**Sayfa Alıntısı**

|---|

GREV EVİN NEŞESİ, ÇOCUKLARININ GELECEĞİ OLDU...
“Evde havalar nasıl peki?” diye soruyoruz. Her akşam evin kapısından içeri “hak hukuk adalet” sloganı atarak girdiğini, grevin de evin neşesi haline geldiğini anlatıyor. “Çorba kasesini alıyorum elime, bir elimi de yumruk yapıyorum; diyorum ki ‘ama niye burada grev işlemiyor, niye yemek yapıyorum, grevdeydim hani ben?’ çocuklar gülüyorlar sonra” diyor.
Başka bir kadın işçi alıyor sözü; kendisi işten atılırsın tehdidi ile aranmamış henüz.

|---|

**Görev 1**
Kayıtlarda "bbox: clear blue sky" geçen satırdan "top-left (80, 165), bottom-right (211, 204)" geçen satıra kadar her şeyi, iki uçtaki satırlar da dahil, kelimesi kelimesine yeniden yaz.
**Görev 2**
Grevdeki kadın işçileri anlatan metni son cümlesinden sonra sürdür.
Metin ile kayıtlar birbirinden bağımsızdır.

**Sağlanan Veriler**

|---|

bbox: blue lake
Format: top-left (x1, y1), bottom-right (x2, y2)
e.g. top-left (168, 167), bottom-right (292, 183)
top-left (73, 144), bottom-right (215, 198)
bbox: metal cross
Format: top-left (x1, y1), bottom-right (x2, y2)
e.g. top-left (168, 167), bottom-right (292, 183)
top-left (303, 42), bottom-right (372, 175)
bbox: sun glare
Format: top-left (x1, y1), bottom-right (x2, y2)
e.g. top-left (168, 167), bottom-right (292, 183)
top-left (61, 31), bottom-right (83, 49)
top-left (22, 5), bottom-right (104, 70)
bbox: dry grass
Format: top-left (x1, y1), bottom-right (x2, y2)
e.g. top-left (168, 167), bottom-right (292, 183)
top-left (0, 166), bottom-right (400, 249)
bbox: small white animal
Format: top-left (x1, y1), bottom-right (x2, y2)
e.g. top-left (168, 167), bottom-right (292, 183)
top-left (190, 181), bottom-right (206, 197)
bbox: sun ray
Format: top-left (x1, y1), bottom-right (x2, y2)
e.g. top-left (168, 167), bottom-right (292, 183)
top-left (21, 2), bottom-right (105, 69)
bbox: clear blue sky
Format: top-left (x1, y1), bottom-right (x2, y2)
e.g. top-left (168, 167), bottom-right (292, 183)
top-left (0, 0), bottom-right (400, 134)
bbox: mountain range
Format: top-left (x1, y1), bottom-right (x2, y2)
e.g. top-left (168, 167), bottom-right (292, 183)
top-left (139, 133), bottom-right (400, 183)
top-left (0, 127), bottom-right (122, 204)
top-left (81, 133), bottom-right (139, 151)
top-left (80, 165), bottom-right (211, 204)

|---|

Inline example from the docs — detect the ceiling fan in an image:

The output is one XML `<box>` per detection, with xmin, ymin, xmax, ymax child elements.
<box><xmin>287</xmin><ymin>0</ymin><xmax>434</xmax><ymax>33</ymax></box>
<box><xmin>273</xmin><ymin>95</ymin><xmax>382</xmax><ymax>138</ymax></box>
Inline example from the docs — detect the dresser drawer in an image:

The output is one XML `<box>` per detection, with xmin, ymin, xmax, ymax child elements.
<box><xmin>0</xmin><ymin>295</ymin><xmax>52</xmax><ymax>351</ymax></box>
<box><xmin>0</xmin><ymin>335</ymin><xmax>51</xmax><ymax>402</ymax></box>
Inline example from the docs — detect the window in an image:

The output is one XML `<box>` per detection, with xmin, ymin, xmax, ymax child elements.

|---|

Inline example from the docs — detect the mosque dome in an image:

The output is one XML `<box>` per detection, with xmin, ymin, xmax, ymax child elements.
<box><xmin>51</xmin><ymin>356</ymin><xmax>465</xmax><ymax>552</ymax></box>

|---|

**Sonuç 1**
bbox: clear blue sky
Format: top-left (x1, y1), bottom-right (x2, y2)
e.g. top-left (168, 167), bottom-right (292, 183)
top-left (0, 0), bottom-right (400, 134)
bbox: mountain range
Format: top-left (x1, y1), bottom-right (x2, y2)
e.g. top-left (168, 167), bottom-right (292, 183)
top-left (139, 133), bottom-right (400, 183)
top-left (0, 127), bottom-right (122, 204)
top-left (81, 133), bottom-right (139, 151)
top-left (80, 165), bottom-right (211, 204)

**Sonuç 2**
“Arasalardı da çok bir şey değişmezdi. Ne kaybedeceğiz? Kendimiz için bu grevi yapmak zorundaydık. Ha kimse bunu istemiyordu, buraya gelelim soğukta dikilelim filan. Ama buraya gelince de bu havayı soluyunca da buna ihtiyaç vardı diyorum. Baskılar, mobbing karşısında birlik beraberlik duygularımızı tazeledik. Tabii hepimiz için zor, hepimizin ailesi var, küçük çocuklarımız var. Onları da göze alarak, onlar için bunu yapıyoruz. Aile ve çocuk da bize motivasyon kaynağı oluyor. Alacağız herhalde, baskılar bizi yıldıramayacak” diye gülümseyerek bitiriyor sözlerini.
Küçük kızının hasta olduğunu söyleyerek lafa giriyor yeniden ilk konuşan işçi. “Eve gidince kucağımda uyuya kalıyor hemen. Ona bakınca hastayken yanında olamadığıma üzülsem de hemen diyorum ki bu senin geleceğin için aynı zamanda. Sana güzel bir dünya bırakmak için gidiyorum her gün.”
Diğer işçi kadınlar da onaylıyor. “Anne olunca daha başka bir güç geliyor direnmek için” diyorlar. Kadınların ön planda olmasını biraz bu duygulara da bağlıyorlar. Aynı zamanda Çocuklarının rızkının peşinde olduklarını vurguluyorlar.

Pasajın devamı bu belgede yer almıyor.